— Aangeleverde tekst —
Pauline Eggink stelt zich voor: ‘Ik hoop dat we elkaar met gemak blijven opzoeken’

“Ik wil graag bijdragen om het contact tussen organisaties te versterken. Zodat je voelt dat je collega’s niet alleen in je ‘eigen’ organisatie zitten, maar in het hele netwerk.” Vanuit die overtuiging gaat onze nieuwe collega Pauline Eggink, projectleider Leren en Innovatie, aan de slag. Met haar achtergrond en haar ervaring in het veld, weet ze hoe waardevol het is om kennis te delen.

Wat is je achtergrond in het netwerk?

“Ik heb jarenlange ervaring bij organisaties in het veld, onder andere bij Stek in Den Haag waar ik projectleider was bij een maatjesproject voor mensen met schulden maar ook bij Stichting De Harde Leerschool waar ik met mensen werkte die vastliepen in hun leven. Later werkte ik bij  Kansfonds als programma adviseur, onder meer voor Fonds Franciscus en Dakloosheid Voorbij!. Wat me bij Kansfonds aansprak was de houding: niet alleen pleisters plakken, maar ook het systeem veranderen. Want al jarenlang voelde ik soms frustratie: ‘We moeten het anders doen!’ Mensen die in een kwetsbare situatie zitten, komen vaak door het systeem nog zo veel meer in de knel. Dat vind ik onrechtvaardig.”

Wat neem je mee naar Netwerk DAK?

“Door mijn ervaring ken ik een deel van het netwerk en de mensen die erin werken. Ik weet hoe complex de vragen zijn waar mensen mee zitten. Naast mijn achtergrond als religiewetenschapper, heb ik de afgelopen jaren de opleiding tot psychosociaal therapeut afgerond. Ik heb geleerd om ook de onderstroom te duiden van wat er gebeurt. Ik vind het ontzettend interessant om mijn oor te luister te leggen bij mensen. Om enerzijds te luisteren, er te zijn. Maar om ook te kijken: waar zit het nou vast, hoe kunnen we de situatie samen een beetje ontwarren. Ik vind het bijzonder als ik het vertrouwen van mensen krijg om mee te kijken, mee te voelen, en soms ook mee te denken.”

Waar ga je de komende tijd mee aan de slag?

“De kennis die in het netwerk aanwezig is hoop ik op te halen en op een verbindende manier te delen. Daarmee hoop ik dat lokale organisaties zich gesteund voelen. Als er op een plek iets is bedacht en daarmee is geëxperimenteerd, dan is het ontzettend waardevol als die kennis ergens anders ook weer gebruikt kan worden.

De afgelopen tijd is er een beweging in gang gezet om het onderlinge contact tussen organisaties te versterken. Daar wil ik graag aan bijdragen. Ik hoop dat er een bepaalde mate van gemak komt om elkaar op te zoeken. Dat je echt het gevoel hebt dat je collega’s niet alleen in je ‘eigen’ organisatie zitten, maar in het hele netwerk. Bijvoorbeeld doordat iemand zegt: we hebben dit proces al eens doorgemaakt, kom eens bij ons kijken.”

— Gegevensfragmenten —
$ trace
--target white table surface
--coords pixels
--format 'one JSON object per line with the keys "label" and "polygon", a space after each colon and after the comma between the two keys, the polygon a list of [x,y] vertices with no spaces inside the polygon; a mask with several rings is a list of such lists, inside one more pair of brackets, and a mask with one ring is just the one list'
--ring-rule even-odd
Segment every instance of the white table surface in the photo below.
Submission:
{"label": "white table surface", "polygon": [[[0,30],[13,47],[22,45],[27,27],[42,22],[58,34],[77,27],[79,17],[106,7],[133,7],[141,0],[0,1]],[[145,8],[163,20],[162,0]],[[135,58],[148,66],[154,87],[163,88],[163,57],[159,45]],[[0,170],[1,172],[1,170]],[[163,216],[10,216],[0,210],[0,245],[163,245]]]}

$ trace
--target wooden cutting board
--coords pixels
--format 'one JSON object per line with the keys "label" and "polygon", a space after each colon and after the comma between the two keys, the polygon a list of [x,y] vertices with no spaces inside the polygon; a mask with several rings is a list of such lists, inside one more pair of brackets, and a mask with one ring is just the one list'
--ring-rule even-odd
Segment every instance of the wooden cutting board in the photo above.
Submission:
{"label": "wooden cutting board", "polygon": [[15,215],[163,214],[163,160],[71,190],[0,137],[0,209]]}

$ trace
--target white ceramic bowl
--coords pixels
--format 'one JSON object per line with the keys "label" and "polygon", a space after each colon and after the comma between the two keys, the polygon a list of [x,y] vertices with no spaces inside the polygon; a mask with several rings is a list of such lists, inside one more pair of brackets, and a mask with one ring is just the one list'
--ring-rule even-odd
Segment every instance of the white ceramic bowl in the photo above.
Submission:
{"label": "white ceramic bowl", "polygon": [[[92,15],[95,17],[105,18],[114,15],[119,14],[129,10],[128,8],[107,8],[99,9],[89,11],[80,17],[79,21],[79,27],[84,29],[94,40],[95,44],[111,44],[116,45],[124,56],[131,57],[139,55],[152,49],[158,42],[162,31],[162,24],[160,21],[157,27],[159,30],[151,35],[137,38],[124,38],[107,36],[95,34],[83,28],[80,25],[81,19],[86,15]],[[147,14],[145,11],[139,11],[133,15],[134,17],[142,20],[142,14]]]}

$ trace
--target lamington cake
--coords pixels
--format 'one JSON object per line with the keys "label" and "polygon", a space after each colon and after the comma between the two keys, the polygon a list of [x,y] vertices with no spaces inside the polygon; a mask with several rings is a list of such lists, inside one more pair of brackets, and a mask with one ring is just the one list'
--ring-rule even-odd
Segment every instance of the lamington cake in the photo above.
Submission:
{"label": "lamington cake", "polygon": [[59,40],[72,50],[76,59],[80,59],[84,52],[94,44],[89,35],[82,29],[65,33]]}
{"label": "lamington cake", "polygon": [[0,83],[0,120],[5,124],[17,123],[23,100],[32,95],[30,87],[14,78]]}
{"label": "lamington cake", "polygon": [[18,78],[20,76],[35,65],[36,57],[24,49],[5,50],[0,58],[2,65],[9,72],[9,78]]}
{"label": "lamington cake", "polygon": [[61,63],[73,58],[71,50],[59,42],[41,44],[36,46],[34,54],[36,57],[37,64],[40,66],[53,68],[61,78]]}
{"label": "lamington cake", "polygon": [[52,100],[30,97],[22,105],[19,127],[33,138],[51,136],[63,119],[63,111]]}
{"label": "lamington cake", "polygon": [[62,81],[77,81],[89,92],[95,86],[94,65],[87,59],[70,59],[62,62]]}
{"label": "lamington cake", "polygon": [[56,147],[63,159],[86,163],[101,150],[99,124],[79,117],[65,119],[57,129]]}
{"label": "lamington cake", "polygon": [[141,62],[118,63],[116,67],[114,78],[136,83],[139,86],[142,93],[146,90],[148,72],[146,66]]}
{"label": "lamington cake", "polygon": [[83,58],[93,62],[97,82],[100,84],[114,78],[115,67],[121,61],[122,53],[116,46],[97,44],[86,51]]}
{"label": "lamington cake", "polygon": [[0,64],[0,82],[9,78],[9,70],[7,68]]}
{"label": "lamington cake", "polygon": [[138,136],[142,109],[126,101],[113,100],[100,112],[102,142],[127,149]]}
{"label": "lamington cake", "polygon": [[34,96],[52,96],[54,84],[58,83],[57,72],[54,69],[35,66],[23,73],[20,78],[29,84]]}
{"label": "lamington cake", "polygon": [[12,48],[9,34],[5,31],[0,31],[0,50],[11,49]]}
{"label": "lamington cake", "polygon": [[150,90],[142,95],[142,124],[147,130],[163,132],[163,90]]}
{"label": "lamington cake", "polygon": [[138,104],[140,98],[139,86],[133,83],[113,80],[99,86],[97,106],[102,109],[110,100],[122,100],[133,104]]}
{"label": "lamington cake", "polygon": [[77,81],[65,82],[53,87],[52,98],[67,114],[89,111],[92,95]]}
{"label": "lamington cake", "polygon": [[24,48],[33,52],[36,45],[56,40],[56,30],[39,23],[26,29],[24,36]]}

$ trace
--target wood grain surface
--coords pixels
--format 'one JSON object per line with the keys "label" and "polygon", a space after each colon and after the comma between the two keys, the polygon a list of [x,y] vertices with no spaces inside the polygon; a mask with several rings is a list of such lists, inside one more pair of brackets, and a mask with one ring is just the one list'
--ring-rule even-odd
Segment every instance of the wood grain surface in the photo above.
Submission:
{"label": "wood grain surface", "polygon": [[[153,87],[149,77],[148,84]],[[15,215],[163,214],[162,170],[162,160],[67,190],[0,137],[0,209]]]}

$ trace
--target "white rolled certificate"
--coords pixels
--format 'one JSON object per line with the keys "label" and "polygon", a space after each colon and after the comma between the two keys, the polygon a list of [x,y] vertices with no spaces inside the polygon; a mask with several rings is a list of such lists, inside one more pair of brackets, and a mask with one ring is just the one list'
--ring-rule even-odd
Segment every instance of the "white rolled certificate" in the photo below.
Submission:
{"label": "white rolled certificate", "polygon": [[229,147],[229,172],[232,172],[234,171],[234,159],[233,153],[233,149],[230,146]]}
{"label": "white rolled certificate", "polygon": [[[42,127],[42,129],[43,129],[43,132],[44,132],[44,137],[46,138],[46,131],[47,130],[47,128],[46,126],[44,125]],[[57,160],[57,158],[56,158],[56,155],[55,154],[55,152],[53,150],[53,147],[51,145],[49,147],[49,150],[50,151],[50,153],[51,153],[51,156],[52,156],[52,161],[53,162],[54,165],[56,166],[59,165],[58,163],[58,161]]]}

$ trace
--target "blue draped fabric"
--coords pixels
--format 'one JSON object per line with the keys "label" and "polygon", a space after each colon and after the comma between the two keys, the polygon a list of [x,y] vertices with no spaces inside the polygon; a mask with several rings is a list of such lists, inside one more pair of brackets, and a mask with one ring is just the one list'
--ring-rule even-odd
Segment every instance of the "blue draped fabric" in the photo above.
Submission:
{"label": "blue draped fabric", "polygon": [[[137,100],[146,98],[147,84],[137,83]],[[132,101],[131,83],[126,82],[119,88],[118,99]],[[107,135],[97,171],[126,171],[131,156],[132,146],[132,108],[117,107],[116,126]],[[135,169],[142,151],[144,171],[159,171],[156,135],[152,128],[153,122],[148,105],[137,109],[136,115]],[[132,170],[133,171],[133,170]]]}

— Opdrachten —
(a) Welke opleiding heeft Pauline Eggink de afgelopen jaren afgerond volgens de tekst over haar?
(b) Geef bij elke bewering aan of die klopt met de tekst over Pauline Eggink, en citeer telkens de woorden uit de tekst die de doorslag geven.
(i) Pauline Eggink was projectleider bij een maatjesproject van Stek in Den Haag.
(ii) Bij Kansfonds werkte ze als projectleider Leren en Innovatie.
(iii) Ze heeft een achtergrond als religiewetenschapper.
De rijen heb je voor deze opdrachten niet nodig.

— Antwoorden —
(a) De opleiding tot psychosociaal therapeut.

(b)
(i) Ja: “bij Stek in Den Haag waar ik projectleider was bij een maatjesproject voor mensen met schulden”
(ii) Nee: “Kansfonds als programma adviseur”
(iii) Ja: “Naast mijn achtergrond als religiewetenschapper”